Rewrite all of the records with "boy's arm" renamed to "child's arm", keeping everything else the same.
** START OF RECORD EXCERPTS **
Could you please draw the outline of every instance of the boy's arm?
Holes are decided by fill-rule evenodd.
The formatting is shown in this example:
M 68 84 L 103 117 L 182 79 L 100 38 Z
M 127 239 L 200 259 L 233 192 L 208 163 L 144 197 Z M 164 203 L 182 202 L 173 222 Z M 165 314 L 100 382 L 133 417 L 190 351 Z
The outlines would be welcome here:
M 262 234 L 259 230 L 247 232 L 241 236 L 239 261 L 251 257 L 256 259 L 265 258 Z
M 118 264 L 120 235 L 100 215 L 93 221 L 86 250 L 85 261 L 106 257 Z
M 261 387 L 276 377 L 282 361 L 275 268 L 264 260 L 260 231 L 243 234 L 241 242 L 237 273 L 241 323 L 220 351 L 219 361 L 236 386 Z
** END OF RECORD EXCERPTS **
◆ EXPECTED OUTPUT ◆
Could you please draw the outline of every instance of the child's arm?
Holes are decided by fill-rule evenodd.
The formatting is shown in this example:
M 68 84 L 103 117 L 182 79 L 100 38 Z
M 127 239 L 200 259 L 233 192 L 208 163 L 144 197 Z M 164 203 L 182 202 L 173 222 Z M 165 314 L 100 382 L 133 417 L 190 351 Z
The outlines would be welcome here:
M 262 234 L 259 230 L 247 232 L 241 236 L 239 261 L 251 257 L 256 259 L 265 258 Z
M 118 264 L 120 235 L 100 215 L 93 221 L 86 250 L 85 261 L 106 257 Z
M 261 387 L 276 377 L 282 361 L 275 268 L 264 260 L 260 231 L 243 234 L 241 242 L 237 273 L 241 323 L 220 351 L 219 361 L 236 386 Z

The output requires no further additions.